_The input_:
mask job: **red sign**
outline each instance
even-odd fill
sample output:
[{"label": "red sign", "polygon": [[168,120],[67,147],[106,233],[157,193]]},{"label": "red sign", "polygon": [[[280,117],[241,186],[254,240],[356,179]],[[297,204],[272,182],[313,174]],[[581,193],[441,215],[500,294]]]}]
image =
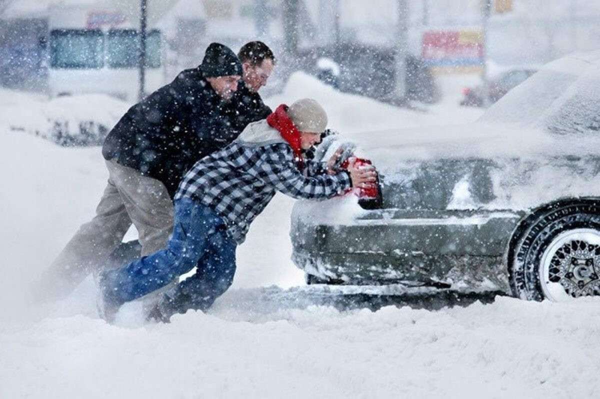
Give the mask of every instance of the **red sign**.
[{"label": "red sign", "polygon": [[433,67],[481,65],[483,35],[479,31],[446,31],[423,34],[423,60]]}]

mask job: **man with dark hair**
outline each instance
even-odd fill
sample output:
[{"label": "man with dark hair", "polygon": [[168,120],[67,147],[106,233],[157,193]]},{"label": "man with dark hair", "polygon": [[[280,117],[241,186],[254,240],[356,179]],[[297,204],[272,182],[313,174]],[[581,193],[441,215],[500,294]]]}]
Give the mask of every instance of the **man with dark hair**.
[{"label": "man with dark hair", "polygon": [[327,114],[310,98],[280,105],[250,124],[233,143],[202,158],[185,174],[175,196],[175,230],[166,248],[100,279],[101,316],[112,322],[122,305],[163,289],[197,265],[151,314],[167,322],[176,313],[205,310],[231,285],[235,250],[250,224],[277,191],[294,198],[325,199],[376,180],[374,169],[350,163],[323,170],[307,164],[302,151],[320,141]]},{"label": "man with dark hair", "polygon": [[243,75],[232,103],[232,119],[235,121],[236,130],[241,131],[251,122],[264,119],[271,113],[271,109],[263,103],[259,90],[266,85],[275,67],[275,56],[269,47],[262,41],[250,41],[240,49],[238,58],[242,63]]},{"label": "man with dark hair", "polygon": [[271,112],[241,82],[243,74],[229,47],[211,43],[200,65],[182,71],[121,118],[102,149],[109,177],[96,216],[44,273],[41,298],[65,296],[103,266],[132,223],[142,256],[164,248],[173,230],[173,197],[185,172]]}]

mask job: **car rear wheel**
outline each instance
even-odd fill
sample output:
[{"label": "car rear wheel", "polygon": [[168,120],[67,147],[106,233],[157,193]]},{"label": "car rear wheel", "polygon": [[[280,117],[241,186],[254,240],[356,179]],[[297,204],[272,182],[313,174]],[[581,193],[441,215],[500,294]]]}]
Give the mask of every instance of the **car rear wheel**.
[{"label": "car rear wheel", "polygon": [[509,266],[515,296],[564,301],[600,296],[600,207],[577,203],[546,213],[514,253]]}]

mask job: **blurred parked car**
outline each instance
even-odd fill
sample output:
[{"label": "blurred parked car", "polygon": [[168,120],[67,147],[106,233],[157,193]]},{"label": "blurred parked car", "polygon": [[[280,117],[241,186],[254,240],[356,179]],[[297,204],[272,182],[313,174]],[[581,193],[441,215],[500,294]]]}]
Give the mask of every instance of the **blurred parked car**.
[{"label": "blurred parked car", "polygon": [[[485,107],[494,104],[502,98],[512,88],[524,82],[537,72],[536,69],[511,69],[488,82],[487,85],[480,85],[474,88],[463,89],[464,96],[460,101],[463,106]],[[485,98],[487,97],[487,103]]]},{"label": "blurred parked car", "polygon": [[[340,91],[383,101],[395,98],[394,50],[367,44],[340,43],[334,47],[299,50],[295,66]],[[412,55],[406,58],[406,98],[435,103],[439,93],[429,68]]]},{"label": "blurred parked car", "polygon": [[293,262],[309,283],[600,295],[599,109],[596,51],[547,64],[473,124],[355,137],[383,208],[297,202]]}]

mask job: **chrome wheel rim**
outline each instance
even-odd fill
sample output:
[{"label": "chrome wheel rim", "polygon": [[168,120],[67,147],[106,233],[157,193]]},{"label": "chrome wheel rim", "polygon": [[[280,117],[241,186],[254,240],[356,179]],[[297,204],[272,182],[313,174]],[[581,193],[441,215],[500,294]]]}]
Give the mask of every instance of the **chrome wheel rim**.
[{"label": "chrome wheel rim", "polygon": [[562,233],[544,251],[540,266],[540,284],[550,301],[600,295],[600,231]]}]

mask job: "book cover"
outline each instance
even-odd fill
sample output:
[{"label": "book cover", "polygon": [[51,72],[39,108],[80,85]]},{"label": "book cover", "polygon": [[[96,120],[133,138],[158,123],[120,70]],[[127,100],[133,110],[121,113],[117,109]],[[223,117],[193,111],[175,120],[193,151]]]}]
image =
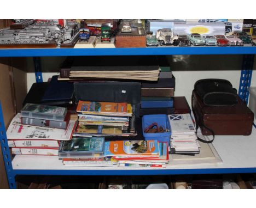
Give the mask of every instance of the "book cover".
[{"label": "book cover", "polygon": [[157,140],[124,140],[105,142],[104,156],[159,154]]},{"label": "book cover", "polygon": [[78,112],[84,113],[127,113],[126,102],[91,102],[79,101]]},{"label": "book cover", "polygon": [[67,108],[45,105],[26,103],[21,111],[22,117],[63,121]]},{"label": "book cover", "polygon": [[60,158],[101,157],[103,156],[103,137],[73,138],[70,141],[62,142],[59,151]]},{"label": "book cover", "polygon": [[57,156],[59,148],[13,148],[11,152],[14,155],[33,155]]},{"label": "book cover", "polygon": [[22,125],[20,114],[13,119],[7,131],[8,139],[54,139],[68,140],[72,138],[76,122],[71,120],[66,130]]},{"label": "book cover", "polygon": [[60,143],[58,140],[49,139],[12,139],[8,140],[8,146],[10,148],[21,147],[48,147],[59,148]]},{"label": "book cover", "polygon": [[76,133],[99,133],[106,134],[121,134],[121,126],[103,126],[79,124]]},{"label": "book cover", "polygon": [[69,123],[69,114],[66,114],[63,121],[22,117],[21,118],[21,123],[32,126],[66,129]]}]

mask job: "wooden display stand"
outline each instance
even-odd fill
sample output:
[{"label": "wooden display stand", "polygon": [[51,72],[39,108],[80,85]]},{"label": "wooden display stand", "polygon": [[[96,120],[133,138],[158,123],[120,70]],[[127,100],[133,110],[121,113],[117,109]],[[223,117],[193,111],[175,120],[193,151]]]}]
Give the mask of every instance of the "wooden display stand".
[{"label": "wooden display stand", "polygon": [[74,48],[94,48],[96,44],[97,38],[96,36],[90,36],[88,41],[78,41],[74,46]]},{"label": "wooden display stand", "polygon": [[133,28],[131,33],[119,32],[115,36],[115,47],[145,47],[146,37],[142,28]]},{"label": "wooden display stand", "polygon": [[115,38],[112,38],[110,42],[101,42],[100,38],[97,39],[95,48],[115,48]]}]

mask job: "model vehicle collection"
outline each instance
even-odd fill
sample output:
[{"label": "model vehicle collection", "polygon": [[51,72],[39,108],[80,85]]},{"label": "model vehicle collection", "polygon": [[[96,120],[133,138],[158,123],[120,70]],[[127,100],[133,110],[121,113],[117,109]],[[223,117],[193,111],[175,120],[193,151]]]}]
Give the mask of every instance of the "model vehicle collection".
[{"label": "model vehicle collection", "polygon": [[229,46],[229,41],[228,40],[225,35],[215,35],[217,41],[217,45],[218,46]]},{"label": "model vehicle collection", "polygon": [[234,31],[233,35],[236,35],[238,38],[242,40],[244,44],[251,44],[252,42],[252,39],[245,32]]},{"label": "model vehicle collection", "polygon": [[171,29],[165,28],[156,31],[156,37],[159,41],[159,45],[173,45],[177,46],[179,45],[178,36],[173,34]]},{"label": "model vehicle collection", "polygon": [[189,35],[189,40],[195,46],[202,46],[205,45],[205,40],[198,33],[191,33]]},{"label": "model vehicle collection", "polygon": [[[251,35],[253,28],[249,28],[249,32],[248,32],[246,27],[240,29],[236,27],[236,28],[235,26],[240,25],[236,24],[233,25],[234,28],[241,30],[231,31],[230,28],[232,24],[230,22],[218,20],[202,19],[199,20],[199,22],[212,25],[212,22],[214,22],[213,24],[223,22],[225,23],[226,32],[230,33],[230,34],[214,34],[210,32],[210,34],[200,34],[200,31],[197,32],[196,30],[189,34],[184,29],[179,29],[181,27],[178,27],[182,25],[189,27],[186,26],[188,25],[186,22],[179,22],[172,25],[170,23],[171,21],[152,21],[150,28],[152,28],[153,32],[148,31],[146,33],[141,21],[134,21],[136,20],[88,20],[88,23],[86,23],[86,20],[82,20],[79,23],[75,20],[66,20],[65,25],[61,23],[63,22],[63,20],[16,20],[13,21],[10,28],[0,30],[0,47],[14,48],[15,45],[18,47],[20,47],[19,46],[26,47],[33,45],[36,46],[35,47],[40,47],[40,45],[45,47],[46,46],[46,46],[47,44],[51,44],[50,47],[73,47],[78,40],[79,42],[83,41],[86,44],[92,35],[100,37],[101,42],[110,42],[112,38],[114,38],[115,34],[118,32],[125,36],[130,35],[133,34],[134,30],[138,30],[138,28],[140,28],[138,34],[144,37],[145,40],[143,41],[146,41],[146,45],[148,47],[156,47],[159,45],[163,47],[172,45],[189,47],[191,45],[194,46],[242,46],[244,44],[256,45],[255,38]],[[59,22],[61,23],[58,23],[58,21],[62,22]],[[103,23],[105,21],[106,22]],[[160,23],[165,24],[165,26],[162,27],[170,26],[170,28],[156,30],[156,28],[161,27]],[[223,23],[221,24],[223,25]],[[113,29],[114,25],[115,29]],[[133,35],[131,35],[132,36]],[[136,39],[134,40],[135,41]],[[115,44],[114,41],[113,43]],[[116,45],[116,47],[120,46]]]},{"label": "model vehicle collection", "polygon": [[90,39],[90,30],[88,28],[79,29],[79,41],[88,41]]},{"label": "model vehicle collection", "polygon": [[158,46],[158,40],[153,33],[147,35],[146,41],[147,46]]},{"label": "model vehicle collection", "polygon": [[215,46],[218,45],[217,40],[214,35],[203,35],[206,46]]},{"label": "model vehicle collection", "polygon": [[178,39],[179,46],[191,46],[191,42],[189,40],[188,35],[185,34],[179,35]]},{"label": "model vehicle collection", "polygon": [[235,35],[227,35],[226,39],[229,41],[229,45],[230,46],[243,46],[243,41],[239,38],[237,38]]}]

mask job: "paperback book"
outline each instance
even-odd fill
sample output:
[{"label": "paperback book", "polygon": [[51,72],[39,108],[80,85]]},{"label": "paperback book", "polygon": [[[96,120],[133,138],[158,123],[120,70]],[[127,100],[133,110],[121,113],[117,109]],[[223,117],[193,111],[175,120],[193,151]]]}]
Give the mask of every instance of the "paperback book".
[{"label": "paperback book", "polygon": [[51,129],[32,126],[24,126],[21,123],[20,114],[13,119],[7,131],[8,139],[54,139],[68,140],[71,139],[75,128],[75,121],[71,120],[67,129]]},{"label": "paperback book", "polygon": [[63,121],[67,108],[44,105],[26,103],[21,111],[21,117]]},{"label": "paperback book", "polygon": [[103,137],[72,138],[62,142],[59,151],[60,158],[67,157],[95,157],[103,156],[104,138]]}]

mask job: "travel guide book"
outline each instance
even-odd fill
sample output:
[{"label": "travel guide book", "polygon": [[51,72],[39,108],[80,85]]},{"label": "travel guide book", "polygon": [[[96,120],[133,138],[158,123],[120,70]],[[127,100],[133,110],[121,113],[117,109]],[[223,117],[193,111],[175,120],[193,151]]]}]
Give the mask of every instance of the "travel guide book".
[{"label": "travel guide book", "polygon": [[159,155],[156,140],[120,140],[105,142],[104,156]]}]

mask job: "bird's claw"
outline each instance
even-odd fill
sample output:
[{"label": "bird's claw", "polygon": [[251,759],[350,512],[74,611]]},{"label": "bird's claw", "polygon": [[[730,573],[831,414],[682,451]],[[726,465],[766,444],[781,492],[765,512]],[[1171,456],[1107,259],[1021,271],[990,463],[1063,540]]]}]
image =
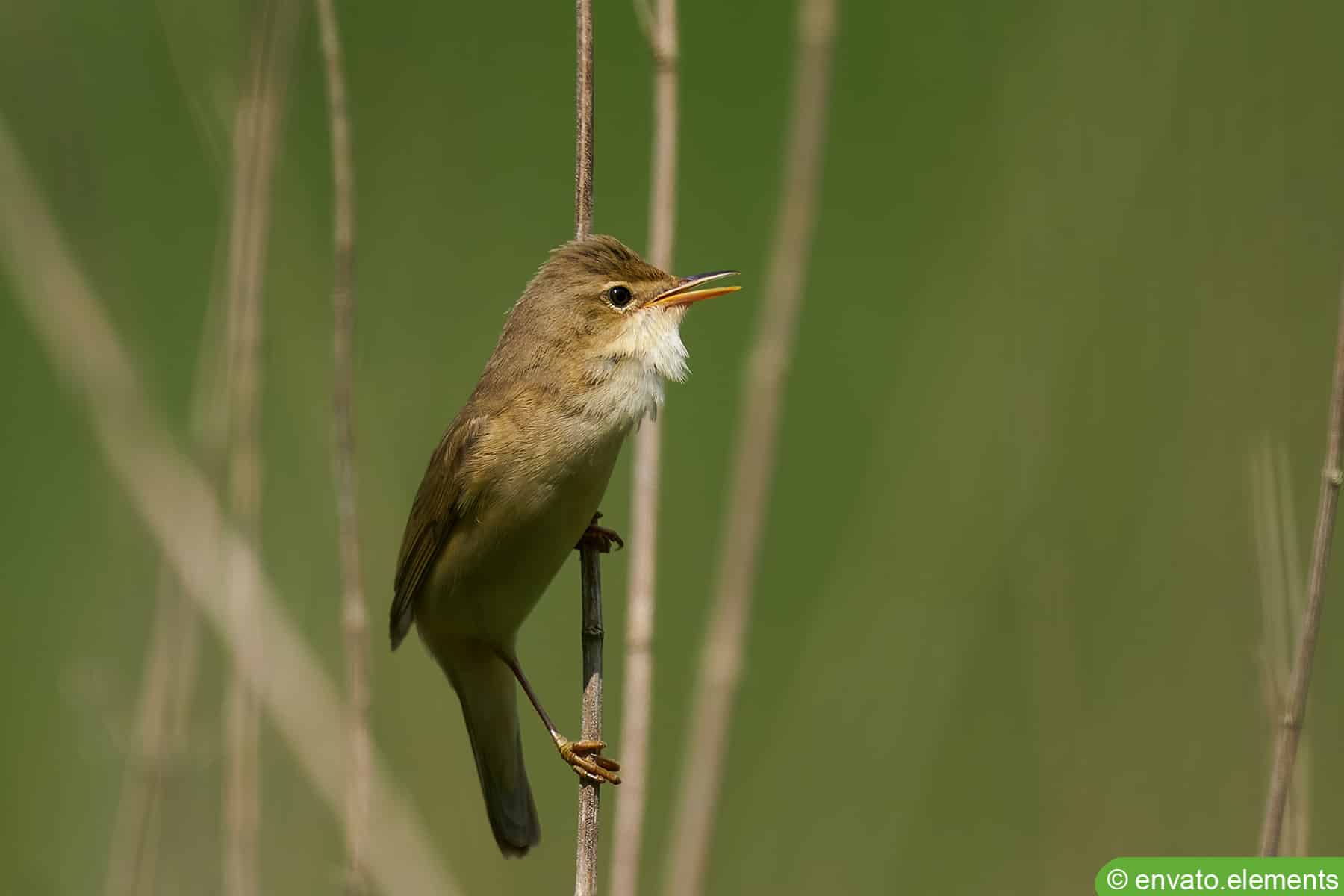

_The request_:
Select and copy every line in the items above that contains the word "hair", matching case exactly.

_Written reply_:
mask job: **man with dark hair**
[{"label": "man with dark hair", "polygon": [[168,120],[67,147],[106,233],[157,193]]},{"label": "man with dark hair", "polygon": [[[280,117],[241,186],[254,240],[356,179]],[[297,204],[272,182],[313,174]],[[581,193],[441,215],[500,294]]]}]
Give the mask of every instance of the **man with dark hair**.
[{"label": "man with dark hair", "polygon": [[327,114],[310,98],[280,105],[250,124],[233,143],[202,158],[185,174],[175,196],[175,230],[166,248],[100,279],[101,316],[112,322],[122,305],[163,289],[197,265],[151,314],[167,322],[176,313],[205,310],[231,285],[235,250],[250,224],[277,191],[294,198],[325,199],[376,180],[374,169],[350,163],[323,170],[307,164],[302,151],[320,141]]},{"label": "man with dark hair", "polygon": [[243,75],[232,103],[232,119],[235,121],[236,130],[241,131],[251,122],[264,119],[271,113],[271,109],[263,103],[259,90],[266,85],[275,67],[275,56],[269,47],[262,41],[250,41],[240,49],[238,58],[242,63]]},{"label": "man with dark hair", "polygon": [[271,112],[241,82],[243,74],[229,47],[211,43],[200,65],[182,71],[121,118],[102,149],[109,177],[96,216],[44,273],[41,298],[65,296],[103,266],[132,223],[142,256],[164,248],[173,230],[173,197],[185,172]]}]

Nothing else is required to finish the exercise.